§ **PROBLEM DETAILS**
Every single entry must be restated word for word.

(Point localization data)
────────

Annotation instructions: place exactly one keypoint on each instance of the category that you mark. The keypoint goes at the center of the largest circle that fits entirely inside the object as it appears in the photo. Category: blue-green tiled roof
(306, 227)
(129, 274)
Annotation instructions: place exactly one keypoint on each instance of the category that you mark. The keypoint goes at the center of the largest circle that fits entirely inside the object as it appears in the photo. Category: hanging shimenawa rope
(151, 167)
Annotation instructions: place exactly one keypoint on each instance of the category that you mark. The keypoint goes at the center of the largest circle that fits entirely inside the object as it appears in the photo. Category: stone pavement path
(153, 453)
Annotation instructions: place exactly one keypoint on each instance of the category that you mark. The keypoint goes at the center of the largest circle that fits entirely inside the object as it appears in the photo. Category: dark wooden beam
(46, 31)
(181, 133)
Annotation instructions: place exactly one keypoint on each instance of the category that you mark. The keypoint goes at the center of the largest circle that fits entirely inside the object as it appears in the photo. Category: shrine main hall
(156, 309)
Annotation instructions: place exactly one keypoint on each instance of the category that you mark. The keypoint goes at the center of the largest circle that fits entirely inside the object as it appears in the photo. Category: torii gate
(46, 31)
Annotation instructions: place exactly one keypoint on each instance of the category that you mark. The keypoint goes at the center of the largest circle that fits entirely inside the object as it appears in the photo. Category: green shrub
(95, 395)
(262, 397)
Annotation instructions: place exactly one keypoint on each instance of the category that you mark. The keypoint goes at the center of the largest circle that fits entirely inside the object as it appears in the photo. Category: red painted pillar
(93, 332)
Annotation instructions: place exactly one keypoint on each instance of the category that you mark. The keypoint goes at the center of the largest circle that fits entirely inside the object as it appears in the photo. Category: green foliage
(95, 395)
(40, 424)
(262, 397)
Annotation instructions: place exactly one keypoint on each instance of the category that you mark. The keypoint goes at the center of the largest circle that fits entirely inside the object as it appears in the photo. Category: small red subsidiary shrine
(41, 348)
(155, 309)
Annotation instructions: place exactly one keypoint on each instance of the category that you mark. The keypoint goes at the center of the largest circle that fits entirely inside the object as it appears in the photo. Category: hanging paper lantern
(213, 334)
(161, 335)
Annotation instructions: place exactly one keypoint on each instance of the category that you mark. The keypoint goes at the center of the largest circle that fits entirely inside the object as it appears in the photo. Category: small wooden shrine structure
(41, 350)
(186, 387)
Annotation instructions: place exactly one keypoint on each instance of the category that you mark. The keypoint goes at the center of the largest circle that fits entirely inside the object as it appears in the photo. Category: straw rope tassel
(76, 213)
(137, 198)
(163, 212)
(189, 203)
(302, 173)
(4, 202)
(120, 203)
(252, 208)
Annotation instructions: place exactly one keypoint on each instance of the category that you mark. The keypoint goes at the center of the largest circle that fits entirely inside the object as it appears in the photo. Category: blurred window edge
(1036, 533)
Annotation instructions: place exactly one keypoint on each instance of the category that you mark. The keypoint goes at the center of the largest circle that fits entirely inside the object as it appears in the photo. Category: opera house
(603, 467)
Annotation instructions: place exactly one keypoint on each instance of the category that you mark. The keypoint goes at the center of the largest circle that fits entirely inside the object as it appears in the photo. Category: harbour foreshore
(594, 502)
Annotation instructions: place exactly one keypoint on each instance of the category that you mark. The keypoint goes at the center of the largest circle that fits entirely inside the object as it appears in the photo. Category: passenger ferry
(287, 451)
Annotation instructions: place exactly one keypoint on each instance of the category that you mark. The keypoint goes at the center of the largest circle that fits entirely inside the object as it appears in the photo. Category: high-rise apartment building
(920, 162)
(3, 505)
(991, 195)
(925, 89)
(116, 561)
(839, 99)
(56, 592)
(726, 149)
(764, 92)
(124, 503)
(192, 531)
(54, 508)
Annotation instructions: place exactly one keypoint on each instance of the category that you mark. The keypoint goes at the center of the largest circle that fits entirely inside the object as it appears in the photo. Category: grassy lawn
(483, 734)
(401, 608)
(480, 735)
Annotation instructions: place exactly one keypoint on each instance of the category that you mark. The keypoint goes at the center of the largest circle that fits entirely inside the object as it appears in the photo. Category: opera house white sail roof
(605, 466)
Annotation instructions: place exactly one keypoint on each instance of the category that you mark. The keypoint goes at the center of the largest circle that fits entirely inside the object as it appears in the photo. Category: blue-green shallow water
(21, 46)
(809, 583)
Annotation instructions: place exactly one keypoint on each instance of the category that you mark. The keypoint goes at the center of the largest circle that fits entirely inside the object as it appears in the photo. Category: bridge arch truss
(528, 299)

────────

§ **RESPONSE BOX**
Annotation instructions: place exactly one keypoint on each instance of the category that you mark. The keypoint goes at the center of the largest circle that fits entirely inside the object as it appears in the photo. Category: blue-green tiled roof
(306, 227)
(129, 274)
Annotation instructions: place exactly one keypoint on each instance of the category that you mark. The keypoint goes at the center of the largest circle that fits entirely inside the object as it appears in the photo. Category: hanging shimenawa rope
(151, 167)
Annotation instructions: place exactly one keypoint on each instance of the category that you mark. The keypoint goes at the center of the largest circle that fits entirely inside the object as it appears in the photo. Category: stone pavement path
(153, 453)
Annotation instructions: place exactly one keypoint on each instance of the category that you mark. The keypoint goes at the center of the largest circle that fits entirely inside the object as it appears in the photo. Category: dark wooden beam
(46, 31)
(181, 133)
Annotation instructions: place exactly one keypoint on each instance of the category that you mark. The keypoint goes at the center of the largest circle that fits entirely inside the object as it appears in the photo. Category: shrine main hall
(156, 309)
Annotation instructions: place exactly one keypoint on each instance of the category that you mark. The keypoint goes at the center of the largest circle that fits entirely inside the object as it appears in the photo. Category: torii gate
(46, 31)
Annotation instructions: place exactly one keypoint on each instance of the category that you mark. The keypoint goes at the center of the largest circle that fits entirely inside the object as it appears in the photo. Category: green shrub
(95, 395)
(262, 397)
Annotation instructions: place exactly one keypoint on each instance of the category that you mark. The keypoint goes at the center of the largest circle that fits entirely inside the object as it appears in the photo. Category: red painted pillar
(93, 332)
Annotation instructions: place exactly one keypoint on each instance of the category that you mark. The keypoint goes at the center of the largest circle that fits entirely inside the object as it appears in the photo. Category: green foliage
(95, 395)
(40, 424)
(262, 397)
Annotation instructions: place exactly one keypoint on each instance of the category that you mark. The keypoint goes at the center of the largest circle that fits entirely inside the object as it appears in the photo. Category: small red subsidiary shrine
(41, 348)
(155, 309)
Annotation instructions: place exactly one keypoint on each instance of the category that you mark. The keypoint goes at the center of the largest circle that fits entirely inside the object as it appears in the photo. Category: hanging paper lantern
(213, 334)
(161, 335)
Annotation instructions: place exactly one keypoint on each instance of the category that you mark. The keypoint goes at the center of the largest circle that fits entirely inside the object as it appears in the photo. Category: small wooden shrine structure
(41, 350)
(186, 387)
Annotation instructions: place exactly one keypoint on each instance of the category that you mark. The keypoint goes at the center of the largest circle that fits entirely inside the object as it appears in the photo. Category: straw rope tassel
(76, 213)
(137, 198)
(163, 212)
(189, 203)
(302, 173)
(4, 202)
(120, 203)
(252, 208)
Annotation instructions: place exactly one keypoint on each instance of the category that you mark. The keypoint goes at the center of the largest circle that fits entirely inside the object as it appears in the photo. Category: blurred window edge
(1036, 533)
Annotation instructions: place exactly one keypoint on each instance of the category that you mark. The keypoint goes at the center of the largest circle that fits entirely inside the object as it appears in the photo. Category: opera house
(603, 467)
Annotation instructions: place exactly one keypoint on each instance of the category that you mark. The keypoint goes at the center of the largest circle that fits entirely inside the object as it appears in the photo. Category: harbour foreshore
(594, 502)
Annotation instructions: place exactly one keypoint on each instance of the category that you mark. The keypoint goes at the center of the largest circle that fits entirely inside the object as it appears in the photo. Category: passenger ferry
(287, 451)
Annotation instructions: place exactly one keypoint on each instance of the category that you mark. The keypoint goes at the center of the largest circle that fits entirely inside the object as it appears in the photo. Category: high-rise apartment building
(920, 162)
(3, 505)
(991, 195)
(925, 89)
(116, 561)
(839, 99)
(56, 592)
(726, 149)
(764, 92)
(124, 503)
(192, 531)
(54, 508)
Annotation instructions: place exactly one keypoint on each instance of the category that you mark. The keypoint goes at the center of the largest circle that fits entirely inside the object as it appears in the photo. Category: grassy lawn
(483, 734)
(401, 608)
(480, 735)
Annotation instructions: place exactly one keypoint on each instance of the category that you mark. The keypoint goes at the center of the largest circle that fits entirely inside the object as it appears in the photo. Category: opera house white sail roof
(605, 466)
Annotation instructions: place exactly one keypoint on each instance of the category that you mark. The keypoint goes at the center of the largest circle that fits entirely inside the object as it appears in the photo. Category: blue-green shallow water
(21, 46)
(809, 583)
Annotation instructions: place exactly one keypoint on each instance of the category that you mark. The keypoint goes at the center of the largest circle that fits entirely inside the object as it appears in the photo. Category: bridge arch truss
(528, 299)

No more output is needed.